» **Yapılacak İş**: Aşağıdaki belge metninde "Yan yana gelmekten" sözcükleriyle başlayıp "yararak da yüzleşiyor!" sözcükleriyle biten bölümü hiçbir değişiklik yapmadan aktarın.

» **Belge Metni**:
Kızılcık Şerbeti neden sakıncalı bulundu?

16 Nisan 2023 Pazar

Beklenen oldu, ekranların sevilen dizisi Kızılcık Şerbeti beş hafta -yani seçim kampanyası boyunca!- RTÜK marifeti ile yayından kaldırıldı.       

Sebep: “Toplumsal cinsiyet eşitliğine ters düşen, kadınlara yönelik baskıları teşvik eden ve kadını istismar eden” bir yayın olarak görülmesi. 

Şaka gibi. 

“Toplumsal cinsiyet eşitliği” ifadesi kullanılmış... 

HÜDA PAR gibi damardan “karma eğitime” ve “nafakaya”, kadının  güvencesi 6284 sayılı kanuna karşı, “zinayı suça dönüştürmeye” meraklı kadın düşmanı bir parti, Cumhur İttifakı ile henüz daha taze kol kola girmişken... “Toplumsal cinsiyet eşitliği çiğneniyor” gerekçesiyle RTÜK vaveyla koparıyor ve yüksek reytingli bir diziyi hedef alıyor; seçim kampanyası sürecinde yasaklıyor. 

Neden?

Boş beleş dizilerin ekranları kapladığı bir dönemde RTÜK görünen o ki diziyi fazla siyasi bulmuş... 

Cumhur İttifakı tarafından taban tabana “karşıtlık” ve dibine dek “ötekileştirme” üzerine kurgulanan bir seçim kampanyasının ruhuna aykırı düşüyor Kızılcık Şerbeti. 

İktidarın söylemlerinin 180 derece tersine bir sosyal barış içeriyor: Alkollü diyerekten kolonya kullanmaktan sakınan İslamcı bir aile ile akşam yemeğinde şarap içmekten imtina etmeyen seküler-laik bir aile dizide yan yana geliyor... 

Yan yana gelmekten öte karşılıklı birbirlerine kız, damat vermek suretiyle zoraki “akraba” oluyorlar. 

Mikro düzeyde bu, “Türkiye’nin akraba-aile olması” gibi bir şey... 

Bu akrabalık belli ki “kinine, dinine sahip çıkacak nesiller” yetiştirmeyi hedefleyenler için hiç arzulanan bir dünya değil. 

“Eski Türkiye” ile “yeni Türkiye” dizide ayrıca kafa göz yararak da yüzleşiyor! 

Karşılıklı birbirlerinin yüzlerine yüzlerine yanlışlarını, günahlarını, defolarını, tutarsızlıklarını haykırıyorlar.

» **Toplanan Veriler**:
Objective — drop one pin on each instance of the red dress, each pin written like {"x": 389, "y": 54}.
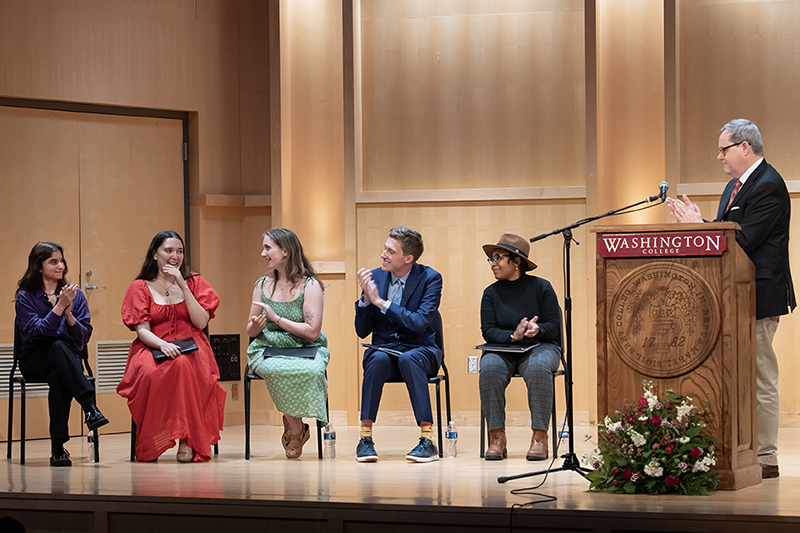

» **Alıştırma Çıktısı**:
Yan yana gelmekten öte karşılıklı birbirlerine kız, damat vermek suretiyle zoraki “akraba” oluyorlar. 

Mikro düzeyde bu, “Türkiye’nin akraba-aile olması” gibi bir şey... 

Bu akrabalık belli ki “kinine, dinine sahip çıkacak nesiller” yetiştirmeyi hedefleyenler için hiç arzulanan bir dünya değil. 

“Eski Türkiye” ile “yeni Türkiye” dizide ayrıca kafa göz yararak da yüzleşiyor!